# start of SOURCE DOCUMENT

This is protected by the red, the black, and the green
With they key!  SISSIES!


Props to blackperson for her brilliant Stop the Madness Campaign where I picked up this nifty icon.

After listening to those old EPMD, Brand Nubian, and X-clan records that I bought last week I couldn't agree more.  Ever since the rise of gangster rap in the 90's, I've increasingly been dismayed with what passes for hip-hop these days.  I was thinking about this as I was listening to those records this past week. I really enjoyed the music  of the hip-hop community back in the late 80's and early 90's, a good deal of them from the Five Percent Nation Of Islam school of politics and religion. (Boogie Down Productions, Public Enemy, Poor Righteous Teachers, Eric B and Rakim, MC Lyte, A Tribe Called Quest, De La Soul).  While I don't always identify with their politics, nor their oft militant persuasion, I loved the way they approached their sound and the skill with which they manipulated language and audio samples.  By having their identity wrapped up in the role of teacher, the lyrics tended to be very astute and they took the possibilities of rhyming structures to levels that hadn't been dreamed of yet.  I can remember the first time I head PRT's "Holy Intellect" and remember just being blown away by not only the lyrical structure, but the rate at which it was rattled off.

# end of SOURCE DOCUMENT

→ **SET TASKS**
#1 Does each statement agree with the hip-hop post? (a) The writer bought the EPMD, Brand Nubian, and X-clan records last week. (b) The writer always identifies with the politics of the artists named. (c) The writer picked up the icon from blackperson's Stop the Madness Campaign. Answer yes or no for each, quoting the words from the post that decide it.
#2 In the listing, substitute "pale ceiling beam" for "white ceiling rib" in the stretch from its start through the line containing "<point>436,70</point>". Give only those lines, otherwise unchanged.
The hip-hop post and the listing have no connection to each other.

# start of DATA ENTRIES

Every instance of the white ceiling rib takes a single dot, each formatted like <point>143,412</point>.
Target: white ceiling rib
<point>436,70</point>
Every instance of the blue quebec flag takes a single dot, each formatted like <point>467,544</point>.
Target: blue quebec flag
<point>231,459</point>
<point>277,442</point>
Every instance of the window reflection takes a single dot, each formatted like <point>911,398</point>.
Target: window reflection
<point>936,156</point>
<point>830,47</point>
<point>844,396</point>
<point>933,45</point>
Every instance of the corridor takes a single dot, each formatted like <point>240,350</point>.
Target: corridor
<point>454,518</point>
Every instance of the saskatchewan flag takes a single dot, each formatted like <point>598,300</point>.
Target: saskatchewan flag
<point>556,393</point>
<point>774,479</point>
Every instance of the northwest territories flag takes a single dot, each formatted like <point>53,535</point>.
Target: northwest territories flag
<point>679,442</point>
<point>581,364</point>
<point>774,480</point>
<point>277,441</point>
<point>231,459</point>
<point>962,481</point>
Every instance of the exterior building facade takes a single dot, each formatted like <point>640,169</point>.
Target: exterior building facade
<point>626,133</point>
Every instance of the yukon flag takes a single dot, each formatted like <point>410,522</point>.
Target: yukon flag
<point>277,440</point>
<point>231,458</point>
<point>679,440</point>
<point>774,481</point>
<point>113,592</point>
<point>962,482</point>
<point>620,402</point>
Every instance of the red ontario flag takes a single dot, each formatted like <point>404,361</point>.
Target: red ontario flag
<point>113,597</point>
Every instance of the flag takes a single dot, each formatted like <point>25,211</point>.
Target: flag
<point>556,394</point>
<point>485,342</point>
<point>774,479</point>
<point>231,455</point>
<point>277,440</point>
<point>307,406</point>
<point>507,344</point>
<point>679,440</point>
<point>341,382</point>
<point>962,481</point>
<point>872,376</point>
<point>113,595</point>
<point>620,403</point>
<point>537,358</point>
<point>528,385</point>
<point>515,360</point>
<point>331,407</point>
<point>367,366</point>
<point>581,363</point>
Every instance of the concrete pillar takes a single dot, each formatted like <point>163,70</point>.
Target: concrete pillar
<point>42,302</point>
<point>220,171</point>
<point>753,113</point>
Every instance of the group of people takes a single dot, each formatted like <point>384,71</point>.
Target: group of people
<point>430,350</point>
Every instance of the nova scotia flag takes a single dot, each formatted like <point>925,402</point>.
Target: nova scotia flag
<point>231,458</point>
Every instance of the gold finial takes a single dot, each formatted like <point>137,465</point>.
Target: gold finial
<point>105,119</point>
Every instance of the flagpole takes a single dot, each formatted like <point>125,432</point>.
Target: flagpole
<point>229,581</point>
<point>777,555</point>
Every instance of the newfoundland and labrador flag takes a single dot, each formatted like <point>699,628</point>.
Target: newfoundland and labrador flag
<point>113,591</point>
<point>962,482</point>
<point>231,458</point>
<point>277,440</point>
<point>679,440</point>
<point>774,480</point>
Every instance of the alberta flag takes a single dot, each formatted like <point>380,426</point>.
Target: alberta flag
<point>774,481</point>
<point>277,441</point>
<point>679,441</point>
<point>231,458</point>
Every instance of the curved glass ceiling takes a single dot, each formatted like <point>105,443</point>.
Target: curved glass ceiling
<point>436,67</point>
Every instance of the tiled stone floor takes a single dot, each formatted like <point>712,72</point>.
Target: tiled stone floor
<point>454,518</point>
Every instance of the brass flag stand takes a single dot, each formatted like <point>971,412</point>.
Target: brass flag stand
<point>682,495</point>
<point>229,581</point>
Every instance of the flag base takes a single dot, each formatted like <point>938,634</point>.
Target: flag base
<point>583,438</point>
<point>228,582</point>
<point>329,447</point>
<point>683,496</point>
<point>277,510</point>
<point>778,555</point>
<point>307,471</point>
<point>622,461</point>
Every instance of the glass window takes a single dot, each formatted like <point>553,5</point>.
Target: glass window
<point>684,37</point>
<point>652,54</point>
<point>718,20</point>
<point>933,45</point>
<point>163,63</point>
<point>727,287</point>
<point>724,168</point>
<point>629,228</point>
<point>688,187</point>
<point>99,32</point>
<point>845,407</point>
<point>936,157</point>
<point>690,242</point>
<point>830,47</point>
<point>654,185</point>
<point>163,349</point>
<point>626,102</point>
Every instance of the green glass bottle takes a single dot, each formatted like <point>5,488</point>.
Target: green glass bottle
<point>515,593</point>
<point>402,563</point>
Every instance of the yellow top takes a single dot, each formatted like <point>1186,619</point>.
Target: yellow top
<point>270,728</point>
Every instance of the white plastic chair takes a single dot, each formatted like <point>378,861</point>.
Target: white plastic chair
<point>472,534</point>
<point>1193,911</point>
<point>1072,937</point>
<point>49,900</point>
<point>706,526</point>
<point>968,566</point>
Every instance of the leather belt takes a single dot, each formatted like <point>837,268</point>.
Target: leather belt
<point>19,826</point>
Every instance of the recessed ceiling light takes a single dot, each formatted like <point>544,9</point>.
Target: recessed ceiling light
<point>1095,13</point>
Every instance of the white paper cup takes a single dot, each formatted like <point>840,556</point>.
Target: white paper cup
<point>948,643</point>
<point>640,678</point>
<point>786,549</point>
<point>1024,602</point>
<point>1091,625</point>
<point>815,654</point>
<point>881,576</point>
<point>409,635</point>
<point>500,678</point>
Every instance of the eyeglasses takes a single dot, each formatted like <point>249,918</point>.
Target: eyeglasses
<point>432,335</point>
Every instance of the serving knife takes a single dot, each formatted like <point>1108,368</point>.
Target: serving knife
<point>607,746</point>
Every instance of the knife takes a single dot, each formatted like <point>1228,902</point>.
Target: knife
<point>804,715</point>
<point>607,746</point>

# end of DATA ENTRIES

→ **SOLUTIONS TO THE PROBLEMS**
#1
(a) Yes: "those old EPMD, Brand Nubian, and X-clan records that I bought last week"
(b) No: "While I don't always identify with their politics"
(c) Yes: "Props to blackperson for her brilliant Stop the Madness Campaign where I picked up this nifty icon."

#2
Every instance of the pale ceiling beam takes a single dot, each formatted like <point>143,412</point>.
Target: pale ceiling beam
<point>436,70</point>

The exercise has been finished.